* [Tasks to complete]
(A) Condense the paragraph in the USB transmission text below that begins "In the present embodiment, after completing each process of transmitting an integrated packet" into a short bulleted list that keeps its main facts.
(B) Duplicate a portion of the USB transmission text below word for word, starting with "Please refer to FIG. 6, which" and going on through "the callback signal.".
(C) In the USB transmission text below, what period of time does waiting period Wt indicate?

* [Passage provided]

+===+

Please refer to FIG. 6, which is time sequence diagram illustrating the USB bulk transmission according the third embodiment of to the present invention. As shown in FIG. 6, the present embodiment is mostly similar to but differs from the first embodiment in that during a period of time between two adjacent waiting periods, it is an integrated packet 20 transmitted but not simply a single packet. As shown in FIG. 6, integrated packet preparation period PAP indicates a period of time for integrating an integrated packet, integrated packet transmission period BOA indicates a period of time for transmitting the integrated packet, waiting period Wt indicates a period of time for waiting for a callback signal after completing process of transmitting the integrated packet, and receiving callback period CA indicates a period of time for receiving the callback signal.
In the present embodiment, after completing each process of transmitting an integrated packet, the succeeding process of transmitting the next integrated packet begins instantly in response to the completion of the process of transmitting the integrated packet. For instance, in response to the completion of the process of transmitting a first integrated packet, the process of transmitting a second integrated packet instantly begins. Likewise, in response to the completion of the process of transmitting the second integrated packet, the process of transmitting a third integrated packet instantly begins, and so on. Accordingly, as shown in FIG. 6, the end of the integrated packet transmission period BOA of each integrated packet falls at the same point at the beginning of the integrated packet transmission period BOA of the succeeding integrated packet. Furthermore, as soon as the process of generating an integrated packet is completed, the generated integrated packet is instantly transmitted out.
Please refer to FIG. 7, which is a time sequence diagram illustrating the USB bulk transmission according to the fourth embodiment of the present invention. The present embodiment is similar to the second embodiment, while the present embodiment differs from the second embodiment in that each packet transmitted during a period of time between two adjacent waiting periods is not simply a single packet but an integrated packet 20 shown in FIG. 5.
In the third embodiment, after completing the process of transmitting an integrated packet, the process of generating succeeding integrated packet is then correspondingly carried on. In the present embodiment, as soon as the process of generating any integrated packet is completed, the process of generating succeeding integrated packet correspondingly begins instantly. As shown in FIG. 7, after each integrated packet is generated, in order to correspond to the completing process of the integrating packet, the process of generating the succeeding integrated packet instantly begins. The process of transmitting the succeeding integrated packet is also executed right after being generated while each integrated packet is still transmitted. Therefore, compared with the third embodiment, the present embodiment provides higher efficiency of transmission rate.
Compared with the conventional methods, the method of the present invention for enhancing USB transmission rate continuously transmits the packets or integrated packets during the periods of time of waiting for the callback signals, thereby reducing unnecessary waiting time, and further increasing the data transmission amount during a time unit and increasing the data transmission rate. Therefore, the method of the present invention fulfills future demands on high transmission rate of Universal Serial Bus.

+===+

* [Record list]
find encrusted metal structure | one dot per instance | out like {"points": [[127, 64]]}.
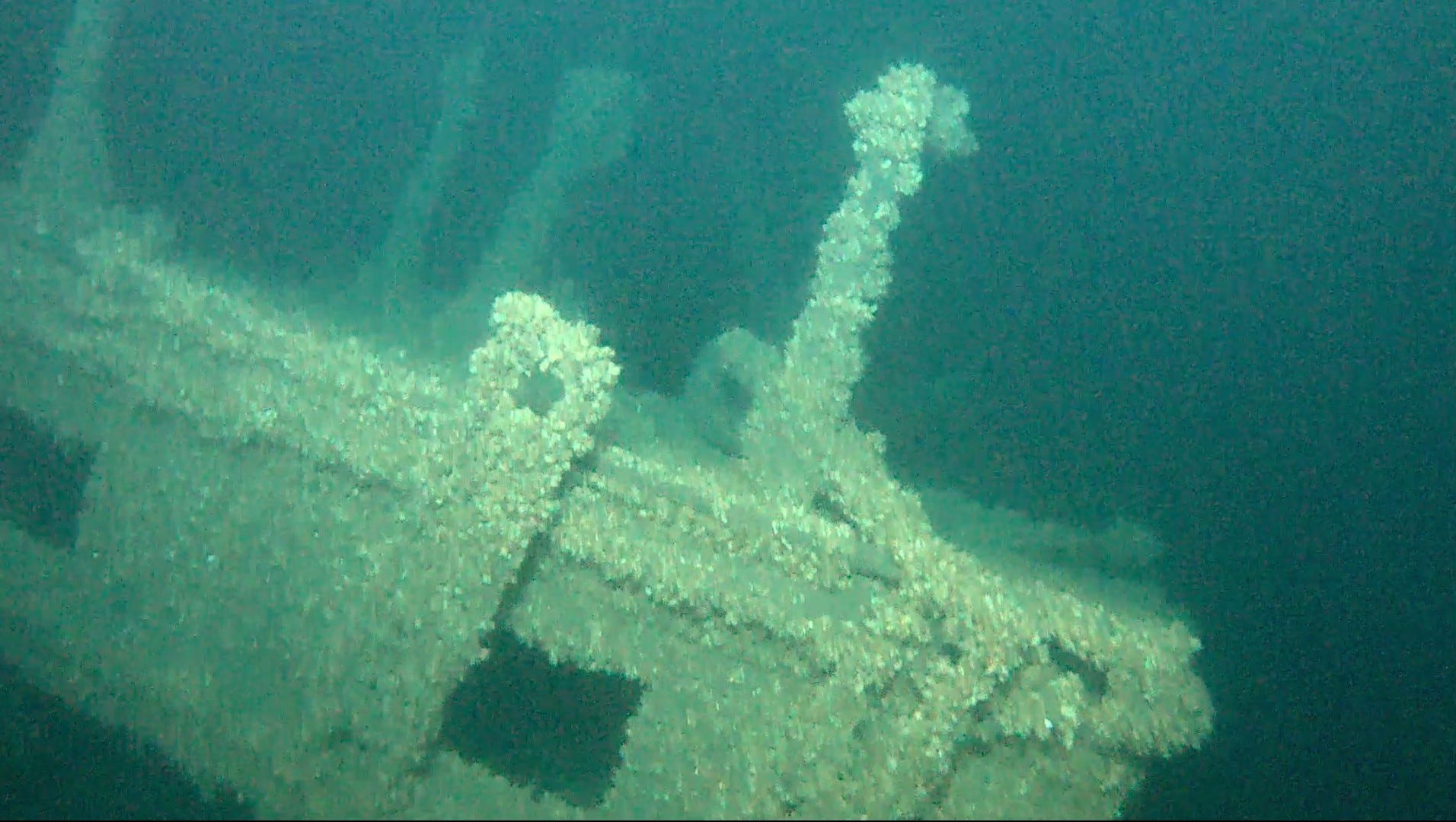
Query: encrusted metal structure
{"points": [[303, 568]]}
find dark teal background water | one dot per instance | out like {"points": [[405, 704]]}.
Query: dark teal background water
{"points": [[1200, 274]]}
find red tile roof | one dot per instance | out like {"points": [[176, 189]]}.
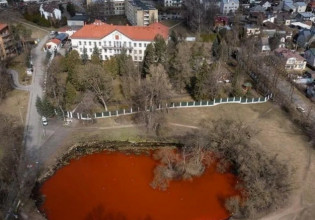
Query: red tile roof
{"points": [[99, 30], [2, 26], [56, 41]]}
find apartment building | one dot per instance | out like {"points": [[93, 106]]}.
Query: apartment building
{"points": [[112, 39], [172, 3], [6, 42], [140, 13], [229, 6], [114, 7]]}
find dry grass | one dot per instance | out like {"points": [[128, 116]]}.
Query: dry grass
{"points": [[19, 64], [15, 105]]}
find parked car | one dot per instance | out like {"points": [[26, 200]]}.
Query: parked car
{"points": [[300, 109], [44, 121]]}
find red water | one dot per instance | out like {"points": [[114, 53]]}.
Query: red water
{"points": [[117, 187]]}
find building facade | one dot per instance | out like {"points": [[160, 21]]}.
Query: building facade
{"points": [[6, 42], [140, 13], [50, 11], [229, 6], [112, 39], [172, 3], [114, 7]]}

+===+

* [Answers in order]
(A)
- When an integrated packet finishes transmitting, transmission of the next integrated packet begins instantly. For example, the first leads straight into the second, and the second into the third.
- In FIG. 6, the end of each integrated packet's transmission period BOA therefore coincides with the start of the next packet's BOA.
- Each integrated packet is transmitted as soon as it has been generated.

(B)
Please refer to FIG. 6, which is time sequence diagram illustrating the USB bulk transmission according the third embodiment of to the present invention. As shown in FIG. 6, the present embodiment is mostly similar to but differs from the first embodiment in that during a period of time between two adjacent waiting periods, it is an integrated packet 20 transmitted but not simply a single packet. As shown in FIG. 6, integrated packet preparation period PAP indicates a period of time for integrating an integrated packet, integrated packet transmission period BOA indicates a period of time for transmitting the integrated packet, waiting period Wt indicates a period of time for waiting for a callback signal after completing process of transmitting the integrated packet, and receiving callback period CA indicates a period of time for receiving the callback signal.

(C) Waiting period Wt is the time spent waiting for a callback signal after the integrated packet has finished transmitting.